Collected data entries:
- - - - - - -

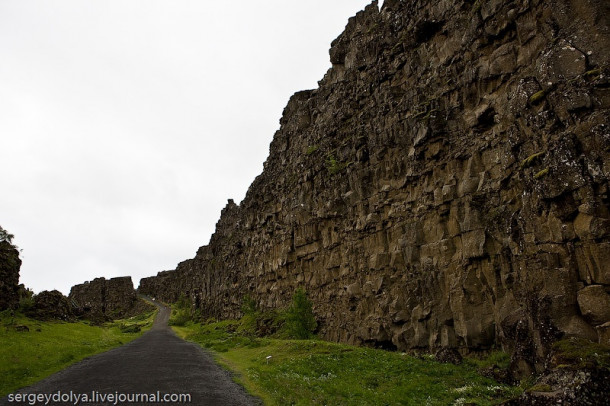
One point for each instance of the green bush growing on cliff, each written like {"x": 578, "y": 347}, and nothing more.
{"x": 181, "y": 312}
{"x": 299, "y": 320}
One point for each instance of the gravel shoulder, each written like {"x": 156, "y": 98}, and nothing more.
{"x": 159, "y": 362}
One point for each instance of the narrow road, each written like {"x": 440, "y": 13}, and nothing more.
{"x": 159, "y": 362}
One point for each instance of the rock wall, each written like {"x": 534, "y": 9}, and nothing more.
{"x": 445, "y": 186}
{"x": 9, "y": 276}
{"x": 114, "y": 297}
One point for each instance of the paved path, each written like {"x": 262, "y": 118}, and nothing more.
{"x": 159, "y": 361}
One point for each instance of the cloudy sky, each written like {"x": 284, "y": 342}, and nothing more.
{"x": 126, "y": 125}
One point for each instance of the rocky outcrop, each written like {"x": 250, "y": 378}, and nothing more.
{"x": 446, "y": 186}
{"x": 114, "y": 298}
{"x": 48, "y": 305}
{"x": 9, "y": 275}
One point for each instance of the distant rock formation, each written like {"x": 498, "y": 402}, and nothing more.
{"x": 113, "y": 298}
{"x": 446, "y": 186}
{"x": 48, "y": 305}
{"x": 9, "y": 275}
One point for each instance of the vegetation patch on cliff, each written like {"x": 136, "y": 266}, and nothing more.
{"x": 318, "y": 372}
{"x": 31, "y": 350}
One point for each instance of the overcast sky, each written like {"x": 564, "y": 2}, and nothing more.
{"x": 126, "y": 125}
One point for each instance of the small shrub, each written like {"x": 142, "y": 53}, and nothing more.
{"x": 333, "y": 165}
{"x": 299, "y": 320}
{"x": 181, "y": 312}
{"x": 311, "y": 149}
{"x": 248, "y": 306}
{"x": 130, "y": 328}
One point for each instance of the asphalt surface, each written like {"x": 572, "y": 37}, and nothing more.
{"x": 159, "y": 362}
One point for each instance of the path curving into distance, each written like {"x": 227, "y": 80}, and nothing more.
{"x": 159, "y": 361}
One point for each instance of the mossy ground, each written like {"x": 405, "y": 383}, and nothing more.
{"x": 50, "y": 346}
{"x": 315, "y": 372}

- - - - - - -

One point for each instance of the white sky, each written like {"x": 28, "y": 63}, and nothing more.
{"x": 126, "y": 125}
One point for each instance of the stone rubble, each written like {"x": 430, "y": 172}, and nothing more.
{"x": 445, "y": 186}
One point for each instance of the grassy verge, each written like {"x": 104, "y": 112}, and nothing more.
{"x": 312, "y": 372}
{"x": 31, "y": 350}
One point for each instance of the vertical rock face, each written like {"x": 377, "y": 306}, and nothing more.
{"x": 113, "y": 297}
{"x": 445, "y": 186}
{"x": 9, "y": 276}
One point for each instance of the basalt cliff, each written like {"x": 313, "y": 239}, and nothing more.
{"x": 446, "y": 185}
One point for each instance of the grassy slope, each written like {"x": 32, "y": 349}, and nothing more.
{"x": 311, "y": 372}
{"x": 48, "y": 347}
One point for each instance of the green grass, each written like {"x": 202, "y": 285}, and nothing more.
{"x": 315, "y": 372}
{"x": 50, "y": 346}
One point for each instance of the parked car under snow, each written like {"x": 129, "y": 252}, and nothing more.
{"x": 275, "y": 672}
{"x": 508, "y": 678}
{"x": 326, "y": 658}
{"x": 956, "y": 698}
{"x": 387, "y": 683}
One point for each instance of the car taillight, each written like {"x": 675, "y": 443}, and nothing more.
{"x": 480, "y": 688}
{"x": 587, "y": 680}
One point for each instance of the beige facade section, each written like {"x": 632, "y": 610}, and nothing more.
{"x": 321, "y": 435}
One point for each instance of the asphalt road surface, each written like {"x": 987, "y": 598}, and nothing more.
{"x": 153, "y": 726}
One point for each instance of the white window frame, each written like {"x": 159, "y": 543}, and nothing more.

- - - - - - -

Task brief — List each line of the listing that contains the word "cliff".

Output —
One point for each instance of the green bush growing on cliff, each written like {"x": 578, "y": 347}, and nothing more.
One point for each instance of the vegetation patch on cliff, each written like {"x": 136, "y": 266}, and nothing more.
One point for each instance of the basalt cliff, each written like {"x": 313, "y": 239}, and nothing more.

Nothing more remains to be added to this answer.